As far as I am aware, no regular black and white paper is panchromatic. Only the now discontinued Panalure was panchromatic, and that was designed for making black and white prints from colour negatives. Panchromatic means sensitive to all visible light.
Older orthochromatic materials were sensitive to blue light mainly, with some lower sensitivity to green. You would use a red safelight with them, but that isn't ideal, because our eyes aren't particularly sensitive to red. Our eyes tend to be more sensitive to the light from a Kodak amber (OC) safelight, so we would like to be able to use those safelights (the darkroom seems much brighter), but as most orthochromatic materials were not designed for use with an OC safelight, one needs to test whether they are compatible.
The newer (and now more common) materials that are designed for an OC safelight have a narrow band of insensitivity that matches the light output from that safelight. Most of them are also insensitive to the red light emitted by safelights designed for orthochromatic materials, but again it is very important to test.
========================================================================
Exercise instructions:
(a) Please print the passage on darkroom papers and safelights, starting at "As far as I" and ending at "they are compatible.".
(b) In the passage on darkroom papers and safelights, what color of safelight would you use with older orthochromatic materials?

Material:
========================================================================
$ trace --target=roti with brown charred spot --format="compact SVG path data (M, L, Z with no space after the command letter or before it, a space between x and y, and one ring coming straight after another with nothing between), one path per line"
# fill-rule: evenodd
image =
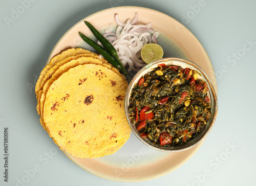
========================================================================
Solution list:
(a)
As far as I am aware, no regular black and white paper is panchromatic. Only the now discontinued Panalure was panchromatic, and that was designed for making black and white prints from colour negatives. Panchromatic means sensitive to all visible light.
Older orthochromatic materials were sensitive to blue light mainly, with some lower sensitivity to green. You would use a red safelight with them, but that isn't ideal, because our eyes aren't particularly sensitive to red. Our eyes tend to be more sensitive to the light from a Kodak amber (OC) safelight, so we would like to be able to use those safelights (the darkroom seems much brighter), but as most orthochromatic materials were not designed for use with an OC safelight, one needs to test whether they are compatible.

(b) A red safelight.